* MATERIAL PROVIDED *
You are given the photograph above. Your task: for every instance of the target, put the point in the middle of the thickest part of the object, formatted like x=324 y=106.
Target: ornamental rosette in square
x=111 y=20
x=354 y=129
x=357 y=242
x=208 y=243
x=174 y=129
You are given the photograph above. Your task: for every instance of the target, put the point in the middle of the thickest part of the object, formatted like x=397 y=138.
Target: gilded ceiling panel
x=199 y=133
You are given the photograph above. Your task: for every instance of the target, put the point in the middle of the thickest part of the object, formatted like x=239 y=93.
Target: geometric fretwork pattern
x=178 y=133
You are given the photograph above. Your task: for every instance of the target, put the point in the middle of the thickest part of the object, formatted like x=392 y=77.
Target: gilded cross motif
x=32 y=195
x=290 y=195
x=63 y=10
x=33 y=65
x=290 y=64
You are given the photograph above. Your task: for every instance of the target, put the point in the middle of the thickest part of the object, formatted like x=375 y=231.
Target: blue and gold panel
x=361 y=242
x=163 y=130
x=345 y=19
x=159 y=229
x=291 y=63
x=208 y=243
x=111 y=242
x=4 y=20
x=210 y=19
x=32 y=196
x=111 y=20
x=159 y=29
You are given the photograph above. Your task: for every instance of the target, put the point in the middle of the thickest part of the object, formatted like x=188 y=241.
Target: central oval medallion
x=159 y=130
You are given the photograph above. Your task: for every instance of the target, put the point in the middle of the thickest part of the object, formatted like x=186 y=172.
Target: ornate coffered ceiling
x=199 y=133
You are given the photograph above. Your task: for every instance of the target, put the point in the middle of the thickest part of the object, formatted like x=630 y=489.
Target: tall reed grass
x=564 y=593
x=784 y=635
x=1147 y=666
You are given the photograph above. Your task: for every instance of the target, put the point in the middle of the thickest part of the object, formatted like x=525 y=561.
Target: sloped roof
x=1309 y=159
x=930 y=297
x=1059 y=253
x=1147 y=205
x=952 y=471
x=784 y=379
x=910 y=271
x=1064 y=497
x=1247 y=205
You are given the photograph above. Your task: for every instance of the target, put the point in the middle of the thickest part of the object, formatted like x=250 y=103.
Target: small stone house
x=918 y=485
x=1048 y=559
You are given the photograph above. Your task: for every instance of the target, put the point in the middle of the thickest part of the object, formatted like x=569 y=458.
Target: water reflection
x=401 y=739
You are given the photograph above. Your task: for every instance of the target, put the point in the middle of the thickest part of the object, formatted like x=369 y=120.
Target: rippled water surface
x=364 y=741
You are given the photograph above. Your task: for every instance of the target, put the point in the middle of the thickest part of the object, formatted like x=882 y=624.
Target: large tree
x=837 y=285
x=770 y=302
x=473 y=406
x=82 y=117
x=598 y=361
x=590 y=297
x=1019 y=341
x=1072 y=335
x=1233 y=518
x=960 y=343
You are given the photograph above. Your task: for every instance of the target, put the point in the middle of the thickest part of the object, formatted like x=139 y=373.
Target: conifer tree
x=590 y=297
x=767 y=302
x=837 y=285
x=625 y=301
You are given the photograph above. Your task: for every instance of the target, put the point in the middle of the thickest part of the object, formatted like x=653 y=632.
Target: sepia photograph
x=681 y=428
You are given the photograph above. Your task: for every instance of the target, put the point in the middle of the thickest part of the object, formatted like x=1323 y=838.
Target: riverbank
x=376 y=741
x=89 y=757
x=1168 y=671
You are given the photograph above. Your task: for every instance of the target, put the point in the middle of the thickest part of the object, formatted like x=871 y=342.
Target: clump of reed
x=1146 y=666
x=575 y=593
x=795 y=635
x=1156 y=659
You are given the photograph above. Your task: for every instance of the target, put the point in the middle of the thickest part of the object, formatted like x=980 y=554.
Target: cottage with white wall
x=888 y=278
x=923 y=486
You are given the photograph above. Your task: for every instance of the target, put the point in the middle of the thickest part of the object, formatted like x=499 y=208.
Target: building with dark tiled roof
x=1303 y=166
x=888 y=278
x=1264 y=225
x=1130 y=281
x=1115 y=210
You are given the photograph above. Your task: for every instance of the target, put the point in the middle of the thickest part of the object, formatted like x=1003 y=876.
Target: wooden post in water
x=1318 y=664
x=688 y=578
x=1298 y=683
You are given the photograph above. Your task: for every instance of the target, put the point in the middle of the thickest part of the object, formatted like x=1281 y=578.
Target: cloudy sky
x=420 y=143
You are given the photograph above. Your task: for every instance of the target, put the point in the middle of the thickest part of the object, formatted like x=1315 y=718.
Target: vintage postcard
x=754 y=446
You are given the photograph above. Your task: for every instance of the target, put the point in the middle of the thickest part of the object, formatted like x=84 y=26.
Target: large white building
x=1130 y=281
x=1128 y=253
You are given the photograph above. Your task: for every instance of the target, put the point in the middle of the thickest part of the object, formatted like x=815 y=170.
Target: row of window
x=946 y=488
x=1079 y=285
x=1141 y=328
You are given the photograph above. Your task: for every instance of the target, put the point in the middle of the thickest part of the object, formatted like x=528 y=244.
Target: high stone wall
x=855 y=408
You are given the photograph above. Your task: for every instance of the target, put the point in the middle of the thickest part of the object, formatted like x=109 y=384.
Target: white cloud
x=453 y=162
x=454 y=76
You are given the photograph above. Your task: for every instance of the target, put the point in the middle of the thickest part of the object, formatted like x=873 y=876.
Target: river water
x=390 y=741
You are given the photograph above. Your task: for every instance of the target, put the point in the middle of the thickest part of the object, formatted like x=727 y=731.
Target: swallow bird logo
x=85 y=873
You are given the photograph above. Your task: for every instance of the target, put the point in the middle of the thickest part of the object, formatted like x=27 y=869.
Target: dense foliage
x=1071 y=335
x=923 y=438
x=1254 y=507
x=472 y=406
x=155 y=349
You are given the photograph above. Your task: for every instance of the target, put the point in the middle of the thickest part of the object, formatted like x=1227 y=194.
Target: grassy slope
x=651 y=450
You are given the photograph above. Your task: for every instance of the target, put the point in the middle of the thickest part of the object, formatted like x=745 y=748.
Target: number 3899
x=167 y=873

* TASK BRIEF *
Rewrite the data starting at the line containing "like x=499 y=208." and ending at the line containing "x=1141 y=328", both included, offsetting the x and y values of every coordinate pair listed under a "Target" line by -87. Keep every other line, including the coordinates after "formatted like", unchanged.

* WRITTEN ANSWER *
You are given the photograph above. Your task: for every instance of the target, put the point in the middle of the thickest part of the object, formatted like x=499 y=208.
Target: building with dark tiled roof
x=1216 y=79
x=801 y=191
x=1177 y=138
x=1043 y=194
x=1028 y=123
You are given the photograph above. Your task: for every instance of the target, put the point in the middle of the thickest part of the object, formatted like x=1003 y=876.
Target: wooden post in water
x=1231 y=577
x=601 y=491
x=1211 y=596
You are given the photograph above. Your task: for every instance of the target, put the point in the middle of the thickest part of the object, formatted like x=1281 y=578.
Target: cloudy sky
x=333 y=56
You are given the photograph above. Your task: for every instance of the target, put the point in the middle of the thickest part of the object, formatted like x=1315 y=718.
Target: vintage postcard
x=667 y=359
You are given the photograph above. Your task: for every instance of the target, put the point in the middle of the thickest part of the object, formatted like x=84 y=26.
Target: large white building
x=1043 y=194
x=1041 y=166
You are given the photograph above. Your task: for every instance of the target, put the point in the middle of the thickest part of the object, formatted like x=815 y=170.
Target: row of window
x=859 y=401
x=992 y=198
x=1054 y=241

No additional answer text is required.